**What is being asked:** Your answer must be an exact copy of all the entries.
[Opening Excerpted data section]
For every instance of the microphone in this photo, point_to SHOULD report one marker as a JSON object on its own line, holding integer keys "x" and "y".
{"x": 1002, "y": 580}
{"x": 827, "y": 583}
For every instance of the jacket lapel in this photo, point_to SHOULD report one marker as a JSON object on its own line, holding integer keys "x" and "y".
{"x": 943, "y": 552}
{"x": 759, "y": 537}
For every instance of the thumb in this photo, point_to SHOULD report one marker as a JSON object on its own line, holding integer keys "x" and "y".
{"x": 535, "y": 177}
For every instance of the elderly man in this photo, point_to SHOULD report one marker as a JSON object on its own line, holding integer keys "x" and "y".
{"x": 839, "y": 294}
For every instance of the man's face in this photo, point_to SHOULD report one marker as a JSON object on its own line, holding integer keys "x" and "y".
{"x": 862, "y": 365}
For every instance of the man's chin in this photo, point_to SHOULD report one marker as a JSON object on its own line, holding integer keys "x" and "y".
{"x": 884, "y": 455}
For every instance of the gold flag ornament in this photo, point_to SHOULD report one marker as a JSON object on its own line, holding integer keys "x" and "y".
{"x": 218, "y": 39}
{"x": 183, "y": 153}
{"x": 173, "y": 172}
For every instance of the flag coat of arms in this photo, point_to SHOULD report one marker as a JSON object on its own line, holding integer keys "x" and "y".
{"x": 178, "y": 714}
[Closing Excerpted data section]
**Solution for this exercise:**
For every instance of the microphone in this photo, point_to SHOULD report one marker as a JSON object on its own line, holding integer keys "x" and "y".
{"x": 1002, "y": 580}
{"x": 827, "y": 583}
For every instance of the jacket lapel in this photo, point_to SHOULD report one marker as a JSON object on its own line, holding integer keys "x" and "y".
{"x": 943, "y": 552}
{"x": 759, "y": 537}
For every instance of the thumb in this photo, point_to SHOULD report one marker as a JSON object on its own line, holding integer keys "x" and "y".
{"x": 535, "y": 177}
For every instance of the elderly man in this photo, point_to SHOULD report one marker as a JSON object on its own line, holding integer keys "x" and "y".
{"x": 839, "y": 294}
For every instance of the man's face in this photo, point_to SHOULD report one marker as a JSON object on its own line, holding integer keys "x" and "y".
{"x": 862, "y": 365}
For every instance of the man's chin in this photo, point_to SHOULD report one marker as a JSON object on its own line, holding integer keys "x" and "y".
{"x": 884, "y": 455}
For every instance of the gold flag ornament in this photo, point_to SHOULD report one marker as a JSON object on its own line, holding integer keys "x" and "y".
{"x": 218, "y": 39}
{"x": 183, "y": 153}
{"x": 173, "y": 172}
For every instance of the flag coat of arms in this photo, point_to SHOULD report one marker as a JSON object on its own line, holding integer keys "x" and "y".
{"x": 178, "y": 714}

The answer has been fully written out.